» WHAT YOU SHOULD DO
Reproduce the lines below from the one that contains "<point>1309,614</point>" through the end, inclusive, and add nothing.
***** RECORD EXCERPTS
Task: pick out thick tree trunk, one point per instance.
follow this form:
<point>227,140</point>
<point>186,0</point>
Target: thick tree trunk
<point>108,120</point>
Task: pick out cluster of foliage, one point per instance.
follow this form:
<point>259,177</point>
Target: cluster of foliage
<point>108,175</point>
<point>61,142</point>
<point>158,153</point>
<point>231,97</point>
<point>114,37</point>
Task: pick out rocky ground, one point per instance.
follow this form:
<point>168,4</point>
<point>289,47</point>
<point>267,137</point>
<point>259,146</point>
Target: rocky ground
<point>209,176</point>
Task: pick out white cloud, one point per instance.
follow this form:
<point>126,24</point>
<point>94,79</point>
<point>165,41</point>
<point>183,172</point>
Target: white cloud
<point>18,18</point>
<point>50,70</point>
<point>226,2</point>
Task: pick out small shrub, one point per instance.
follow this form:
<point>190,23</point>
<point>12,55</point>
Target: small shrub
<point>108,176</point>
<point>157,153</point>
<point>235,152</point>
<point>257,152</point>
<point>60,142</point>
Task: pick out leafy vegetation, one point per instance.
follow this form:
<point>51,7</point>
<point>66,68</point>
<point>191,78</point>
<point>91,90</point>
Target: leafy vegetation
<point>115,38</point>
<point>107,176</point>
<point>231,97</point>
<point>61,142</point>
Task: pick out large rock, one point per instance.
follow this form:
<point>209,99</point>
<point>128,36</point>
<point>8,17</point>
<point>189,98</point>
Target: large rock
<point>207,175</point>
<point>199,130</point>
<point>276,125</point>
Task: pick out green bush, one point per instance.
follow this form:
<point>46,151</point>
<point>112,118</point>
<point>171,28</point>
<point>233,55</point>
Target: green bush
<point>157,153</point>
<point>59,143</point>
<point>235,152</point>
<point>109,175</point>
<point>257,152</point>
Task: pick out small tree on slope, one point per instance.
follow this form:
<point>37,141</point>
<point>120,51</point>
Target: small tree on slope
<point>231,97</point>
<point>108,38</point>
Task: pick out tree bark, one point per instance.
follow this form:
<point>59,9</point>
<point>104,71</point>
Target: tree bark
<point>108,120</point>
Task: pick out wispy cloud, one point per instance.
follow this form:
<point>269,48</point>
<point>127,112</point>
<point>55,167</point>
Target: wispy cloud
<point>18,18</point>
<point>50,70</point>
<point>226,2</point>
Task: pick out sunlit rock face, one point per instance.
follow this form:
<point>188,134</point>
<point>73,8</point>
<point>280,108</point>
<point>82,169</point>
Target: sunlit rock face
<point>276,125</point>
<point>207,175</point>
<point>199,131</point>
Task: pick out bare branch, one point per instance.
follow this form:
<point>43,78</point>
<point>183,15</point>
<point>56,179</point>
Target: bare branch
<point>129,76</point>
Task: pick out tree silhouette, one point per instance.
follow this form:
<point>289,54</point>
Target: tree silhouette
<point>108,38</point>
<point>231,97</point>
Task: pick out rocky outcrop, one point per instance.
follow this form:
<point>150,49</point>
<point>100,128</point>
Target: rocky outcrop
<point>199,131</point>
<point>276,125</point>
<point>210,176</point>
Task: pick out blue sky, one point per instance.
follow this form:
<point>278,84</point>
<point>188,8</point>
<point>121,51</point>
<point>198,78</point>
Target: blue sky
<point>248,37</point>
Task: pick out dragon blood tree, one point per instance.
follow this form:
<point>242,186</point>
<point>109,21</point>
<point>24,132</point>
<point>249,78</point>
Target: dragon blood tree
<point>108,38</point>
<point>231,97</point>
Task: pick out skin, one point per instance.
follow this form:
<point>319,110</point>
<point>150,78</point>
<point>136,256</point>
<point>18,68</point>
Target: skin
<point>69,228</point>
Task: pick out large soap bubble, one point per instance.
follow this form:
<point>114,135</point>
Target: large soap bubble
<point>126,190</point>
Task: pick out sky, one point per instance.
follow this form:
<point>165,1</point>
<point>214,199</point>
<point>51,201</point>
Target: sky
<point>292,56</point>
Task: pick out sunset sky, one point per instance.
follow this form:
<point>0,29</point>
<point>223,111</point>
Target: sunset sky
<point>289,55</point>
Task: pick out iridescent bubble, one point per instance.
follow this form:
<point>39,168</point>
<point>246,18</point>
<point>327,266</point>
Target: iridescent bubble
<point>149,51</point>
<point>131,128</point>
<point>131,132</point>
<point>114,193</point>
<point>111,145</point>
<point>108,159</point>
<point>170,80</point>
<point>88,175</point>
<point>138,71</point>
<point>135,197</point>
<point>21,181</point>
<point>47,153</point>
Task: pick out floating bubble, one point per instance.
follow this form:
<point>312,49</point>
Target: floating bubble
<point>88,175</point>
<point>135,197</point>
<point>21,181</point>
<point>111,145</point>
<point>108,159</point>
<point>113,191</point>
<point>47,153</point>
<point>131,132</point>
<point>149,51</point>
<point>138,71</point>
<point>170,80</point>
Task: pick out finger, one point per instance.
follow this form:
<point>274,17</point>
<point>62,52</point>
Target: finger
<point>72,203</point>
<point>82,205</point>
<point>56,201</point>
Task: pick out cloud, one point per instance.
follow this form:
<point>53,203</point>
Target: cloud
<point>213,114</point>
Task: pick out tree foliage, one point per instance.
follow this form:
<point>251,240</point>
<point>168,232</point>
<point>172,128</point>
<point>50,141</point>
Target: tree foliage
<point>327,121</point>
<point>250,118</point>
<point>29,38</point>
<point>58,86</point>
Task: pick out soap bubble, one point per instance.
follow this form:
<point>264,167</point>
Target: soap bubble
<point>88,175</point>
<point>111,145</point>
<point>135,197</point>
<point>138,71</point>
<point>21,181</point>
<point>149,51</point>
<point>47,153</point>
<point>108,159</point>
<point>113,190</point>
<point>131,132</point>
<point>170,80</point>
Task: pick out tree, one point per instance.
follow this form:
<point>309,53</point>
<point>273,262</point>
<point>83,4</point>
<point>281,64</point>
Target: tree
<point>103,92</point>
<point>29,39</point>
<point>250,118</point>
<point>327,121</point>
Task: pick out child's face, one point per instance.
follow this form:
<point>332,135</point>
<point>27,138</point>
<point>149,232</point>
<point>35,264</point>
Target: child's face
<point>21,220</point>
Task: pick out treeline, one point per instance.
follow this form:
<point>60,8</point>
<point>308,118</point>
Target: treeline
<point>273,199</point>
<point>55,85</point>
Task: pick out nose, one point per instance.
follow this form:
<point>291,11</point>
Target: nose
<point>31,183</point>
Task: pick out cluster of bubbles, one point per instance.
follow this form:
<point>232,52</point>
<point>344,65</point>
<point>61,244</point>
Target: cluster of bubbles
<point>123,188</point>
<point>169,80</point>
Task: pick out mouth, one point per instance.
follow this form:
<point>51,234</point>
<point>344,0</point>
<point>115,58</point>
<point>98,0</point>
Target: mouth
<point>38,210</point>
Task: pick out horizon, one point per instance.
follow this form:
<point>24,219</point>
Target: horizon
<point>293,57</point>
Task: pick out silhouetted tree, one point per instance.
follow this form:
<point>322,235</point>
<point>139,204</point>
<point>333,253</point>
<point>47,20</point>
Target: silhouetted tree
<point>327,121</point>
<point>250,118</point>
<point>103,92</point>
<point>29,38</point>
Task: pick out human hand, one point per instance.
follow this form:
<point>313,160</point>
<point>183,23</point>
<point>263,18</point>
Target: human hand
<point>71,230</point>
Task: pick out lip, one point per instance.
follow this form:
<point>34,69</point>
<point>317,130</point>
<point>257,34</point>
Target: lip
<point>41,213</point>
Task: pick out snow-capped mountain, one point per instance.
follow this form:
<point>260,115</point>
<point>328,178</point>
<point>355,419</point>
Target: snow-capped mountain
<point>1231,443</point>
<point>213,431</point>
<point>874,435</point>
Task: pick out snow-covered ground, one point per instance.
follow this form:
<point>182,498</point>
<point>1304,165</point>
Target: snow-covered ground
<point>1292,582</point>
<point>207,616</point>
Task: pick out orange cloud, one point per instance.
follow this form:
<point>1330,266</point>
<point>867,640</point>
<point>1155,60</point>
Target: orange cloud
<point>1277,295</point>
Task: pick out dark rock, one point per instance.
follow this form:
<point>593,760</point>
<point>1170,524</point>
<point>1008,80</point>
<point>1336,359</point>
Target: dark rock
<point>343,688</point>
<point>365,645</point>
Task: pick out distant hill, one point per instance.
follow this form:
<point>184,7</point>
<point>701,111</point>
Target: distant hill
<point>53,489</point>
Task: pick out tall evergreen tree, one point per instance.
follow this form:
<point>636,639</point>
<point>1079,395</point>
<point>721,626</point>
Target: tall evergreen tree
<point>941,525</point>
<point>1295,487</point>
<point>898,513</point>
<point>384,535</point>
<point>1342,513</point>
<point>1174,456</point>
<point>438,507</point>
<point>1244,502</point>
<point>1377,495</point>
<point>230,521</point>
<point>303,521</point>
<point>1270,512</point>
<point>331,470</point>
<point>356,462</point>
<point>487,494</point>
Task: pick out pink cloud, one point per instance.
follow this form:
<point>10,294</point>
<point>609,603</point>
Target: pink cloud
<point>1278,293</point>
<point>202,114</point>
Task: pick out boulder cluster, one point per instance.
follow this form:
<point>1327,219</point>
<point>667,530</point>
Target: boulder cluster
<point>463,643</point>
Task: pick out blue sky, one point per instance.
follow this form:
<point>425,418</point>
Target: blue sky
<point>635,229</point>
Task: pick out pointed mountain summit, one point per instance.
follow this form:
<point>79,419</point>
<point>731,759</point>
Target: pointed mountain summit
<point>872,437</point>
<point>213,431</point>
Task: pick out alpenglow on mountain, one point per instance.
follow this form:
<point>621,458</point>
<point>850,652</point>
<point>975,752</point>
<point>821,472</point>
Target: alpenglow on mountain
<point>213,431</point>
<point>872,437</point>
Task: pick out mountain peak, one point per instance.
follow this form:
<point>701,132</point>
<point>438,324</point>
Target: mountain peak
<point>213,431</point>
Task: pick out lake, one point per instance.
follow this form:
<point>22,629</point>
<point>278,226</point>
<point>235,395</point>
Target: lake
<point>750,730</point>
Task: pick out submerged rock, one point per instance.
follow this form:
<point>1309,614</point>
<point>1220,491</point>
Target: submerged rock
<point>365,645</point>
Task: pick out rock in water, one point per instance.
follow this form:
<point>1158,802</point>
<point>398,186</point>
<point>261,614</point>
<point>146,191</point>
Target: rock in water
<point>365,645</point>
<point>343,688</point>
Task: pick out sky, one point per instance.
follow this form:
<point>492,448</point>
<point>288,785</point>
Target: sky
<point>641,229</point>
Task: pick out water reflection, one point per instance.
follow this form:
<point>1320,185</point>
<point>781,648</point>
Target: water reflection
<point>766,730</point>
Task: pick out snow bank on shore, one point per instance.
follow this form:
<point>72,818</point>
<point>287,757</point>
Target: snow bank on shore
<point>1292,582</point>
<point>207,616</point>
**********
» RESULT OF THIS EXERCISE
<point>1309,614</point>
<point>1220,491</point>
Target: submerged rock
<point>365,645</point>
Task: pick out rock in water, one point per instance.
follow this form:
<point>1158,802</point>
<point>398,186</point>
<point>261,614</point>
<point>146,191</point>
Target: rock in water
<point>365,645</point>
<point>343,688</point>
Task: pick out sky, one point per instance.
follow this form:
<point>492,448</point>
<point>288,785</point>
Target: sky
<point>641,229</point>
Task: pick out water reflection, one point per instance.
follow this form:
<point>1320,185</point>
<point>781,648</point>
Target: water reflection
<point>766,730</point>
Task: pick out snow bank on shore, one point per instance.
follow this form:
<point>72,818</point>
<point>287,757</point>
Target: snow bank on shore
<point>1292,582</point>
<point>207,616</point>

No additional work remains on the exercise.